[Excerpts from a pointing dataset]
BEGIN
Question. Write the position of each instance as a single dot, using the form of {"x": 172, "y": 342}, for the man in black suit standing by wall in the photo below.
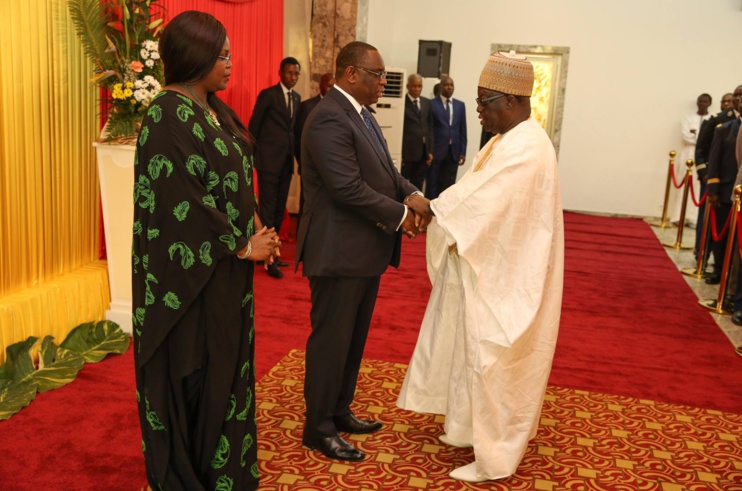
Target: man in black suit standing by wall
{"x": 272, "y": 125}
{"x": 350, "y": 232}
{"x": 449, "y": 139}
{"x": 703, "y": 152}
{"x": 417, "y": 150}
END
Reproduce all of the material above verbatim, leaving out any pictures.

Question. Write the position of each instance as a single dot, using the form of {"x": 172, "y": 342}, for the man in black suit standing by wall in the photo below.
Target: man in black suit standing by wall
{"x": 272, "y": 125}
{"x": 350, "y": 232}
{"x": 449, "y": 139}
{"x": 703, "y": 152}
{"x": 417, "y": 150}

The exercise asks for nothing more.